* [Brief]
Copy out every line below that contains the string "mist", and treat uppercase and lowercase letters as different.
★ ★ ★
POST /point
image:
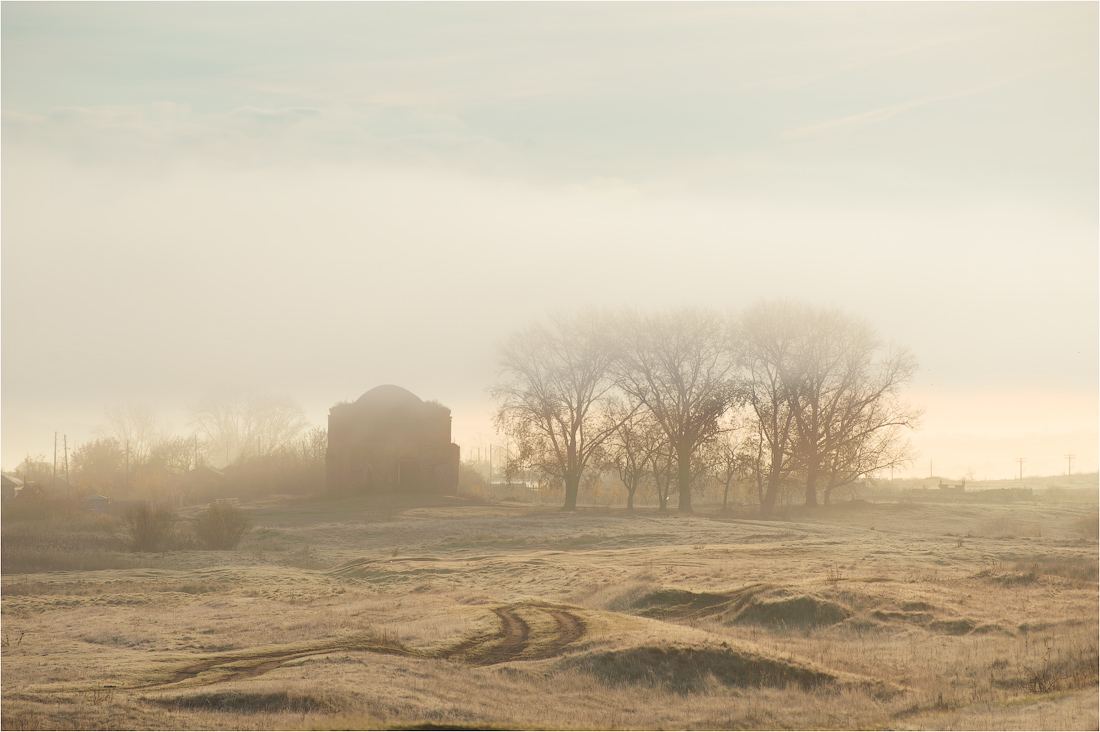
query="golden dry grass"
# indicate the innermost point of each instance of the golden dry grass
(367, 614)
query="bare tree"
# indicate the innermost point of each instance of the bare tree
(245, 424)
(826, 396)
(630, 446)
(768, 336)
(662, 462)
(680, 366)
(869, 429)
(553, 380)
(723, 455)
(135, 426)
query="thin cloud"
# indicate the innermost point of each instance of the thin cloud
(883, 113)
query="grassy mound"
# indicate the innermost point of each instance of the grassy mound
(675, 603)
(689, 669)
(251, 702)
(802, 611)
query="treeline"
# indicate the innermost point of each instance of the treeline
(245, 445)
(783, 396)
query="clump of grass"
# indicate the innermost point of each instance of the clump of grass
(252, 702)
(150, 528)
(802, 611)
(688, 669)
(1075, 668)
(56, 534)
(1087, 526)
(221, 526)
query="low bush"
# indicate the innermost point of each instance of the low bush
(149, 528)
(221, 526)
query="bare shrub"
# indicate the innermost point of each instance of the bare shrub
(147, 528)
(1088, 525)
(221, 526)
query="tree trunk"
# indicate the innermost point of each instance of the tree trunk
(683, 479)
(812, 482)
(572, 488)
(768, 500)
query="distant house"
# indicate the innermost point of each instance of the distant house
(97, 503)
(56, 485)
(200, 482)
(391, 439)
(10, 487)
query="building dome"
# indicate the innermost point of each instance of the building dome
(388, 396)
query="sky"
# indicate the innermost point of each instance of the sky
(317, 198)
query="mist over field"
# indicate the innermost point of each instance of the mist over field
(316, 200)
(549, 366)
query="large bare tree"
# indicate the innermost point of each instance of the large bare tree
(631, 446)
(551, 397)
(825, 392)
(680, 366)
(136, 427)
(768, 338)
(869, 428)
(242, 425)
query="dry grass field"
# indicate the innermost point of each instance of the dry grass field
(371, 613)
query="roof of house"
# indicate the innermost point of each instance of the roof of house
(388, 395)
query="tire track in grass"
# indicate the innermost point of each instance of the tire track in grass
(509, 642)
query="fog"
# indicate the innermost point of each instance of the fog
(315, 200)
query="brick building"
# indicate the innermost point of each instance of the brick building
(391, 439)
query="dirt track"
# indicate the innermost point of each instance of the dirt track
(512, 642)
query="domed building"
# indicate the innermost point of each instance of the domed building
(391, 439)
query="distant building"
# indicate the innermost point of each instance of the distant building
(57, 485)
(199, 483)
(97, 503)
(10, 485)
(391, 439)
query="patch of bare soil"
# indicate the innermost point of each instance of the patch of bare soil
(755, 604)
(685, 670)
(514, 641)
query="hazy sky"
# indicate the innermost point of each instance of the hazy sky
(318, 198)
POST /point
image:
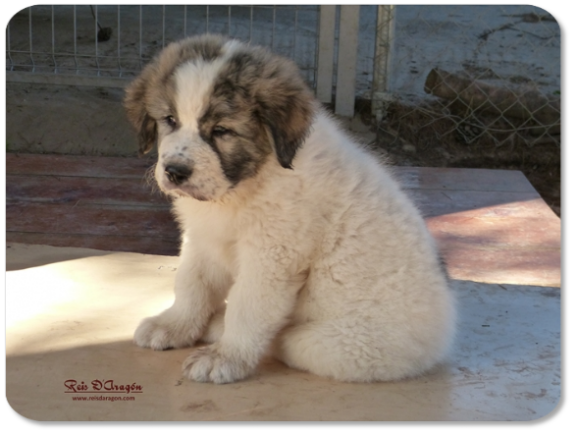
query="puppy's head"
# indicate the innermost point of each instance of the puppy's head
(217, 109)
★ ★ ★
* [Result of this exercise]
query="mist over field"
# indicate the innermost point of each instance of the mist over field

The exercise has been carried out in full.